• [QUELLENAUSZUG]

--*--

Wenn unsere Interessen mit anderen kollidieren, gibt es zwei Möglichkeiten, einen Streit zum Austrag zu bringen. Die eine beruth auf dem Verzicht einer gegenseitigen Rechtfertigung des Handelns und wird gewöhnlich mit dem Namen  Gewalt  bezeichnet. Der anderen liegt die Idee des moralisch, bzw. rechtlich geregelten Verfahrens zugrunde. Die Idee einer  übergeordneten  Autorität besteht darin, die Konkurrenz unter den Interessengruppen innerhalb der Gesellschaft  unparteiisch  zu überwachen und zu regulieren. Der gesetzliche Rahmen soll einen Faktor der Sicherheit und Gewißheit in das soziale Leben einführen.

 Gesellschaftliche Organisation  heißt im Staat, daß das Verhalten von Menschen durch verfestigte Erwartungen geregelt wird. Ordnung bedeutet vor allen Dingen Sicherheit und Sicherheit vor allem Rechtssicherheit. Der Staat soll die Organisation der Gesellschaft auf der Grundlage bestimmeter Regeln und Gesetze sein, denen sich jeder  Bürger  zu fügen hat. Der Staat ist deshalb als Machtverhältnis definiert. "Ein Staat ist die Vereinigung einer Menge von Menschen unter Rechtsgesetzen." 1) Staat heißt Herrschaft kraft Legalität.  Legalität  ist die logische Vorraussetzung des Staatsbegriffs.

Eine demokratische Regierung leitet die Ausübung von Gewalt von der Zustimmung der Mehrheit der Regierten her. Wirklicher Träger der Verfassung soll das Volk sein und das Gesetz der Ausdruck des allgemeinen Willens. Jeder Staat gibt deshalb vor, die Interessen der Allgemeinheit zu vertreten. Der politische Apparat ist auf den Willen des Volkes hin organisiert, dessen Artikulation dann zu Rechtfertigung politischer Entscheidungen wird. Die Abstraktion vom  Willen des Volkes  bildet die Grundlage für die Autorität der öffentlichen Gewalt und muß durch allgemeine Wahlen zum Ausdruck kommen. Die Wahl soll der Ausdruck des demokratischen Prozesses sein. Eine Demokratie scheint zu funktionieren, solange der Wahlritus funktioniert.

 Demokratie  beruht auf der Idee der Kommunikation und nicht auf Autorität oder Gewalt und gilt deshalb als die ideale Verfassungsform, in der sich die Bevölkerung zu artikulieren vermag und ihre Bedürfnisse realisieren kann und soll. Die  Idee  der Demokratie besteht darin, daß Macht nicht in geballten Organisationen liegen darf. Gewaltenteilung, Wahlen und Gerichte sollen Institutionen sein, die den Kampf der Interssengruppen auf Austragungsformen beschränken, die physische Waffengewalt ausschließen. In der Rechtstheorie wird deshalb versucht, die Legalität von Macht zu bestimmen. Jede gesellschaftliche Institution benötigt eine, wie auch immer geartete, Legitimation.

--*--

• [Auszugsweise entnommene Einträge aus einer Sammlung]
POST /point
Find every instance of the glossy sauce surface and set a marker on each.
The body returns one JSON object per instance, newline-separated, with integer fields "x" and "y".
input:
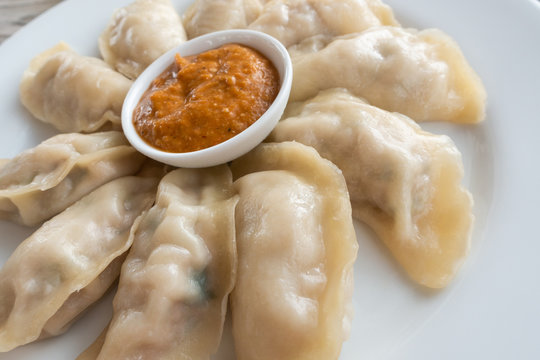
{"x": 203, "y": 100}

--*--

• [ÜBUNG] Zitiere aus dem Text über Staat und Demokratie die Stelle von „Gesellschaftliche Organisation  heißt“ bis einschließlich „Vorraussetzung des Staatsbegriffs.“. Das Material wird für die Bearbeitung nicht benötigt.

• [LÖSUNG ZUR ÜBUNG]
Gesellschaftliche Organisation  heißt im Staat, daß das Verhalten von Menschen durch verfestigte Erwartungen geregelt wird. Ordnung bedeutet vor allen Dingen Sicherheit und Sicherheit vor allem Rechtssicherheit. Der Staat soll die Organisation der Gesellschaft auf der Grundlage bestimmeter Regeln und Gesetze sein, denen sich jeder  Bürger  zu fügen hat. Der Staat ist deshalb als Machtverhältnis definiert. "Ein Staat ist die Vereinigung einer Menge von Menschen unter Rechtsgesetzen." 1) Staat heißt Herrschaft kraft Legalität.  Legalität  ist die logische Vorraussetzung des Staatsbegriffs.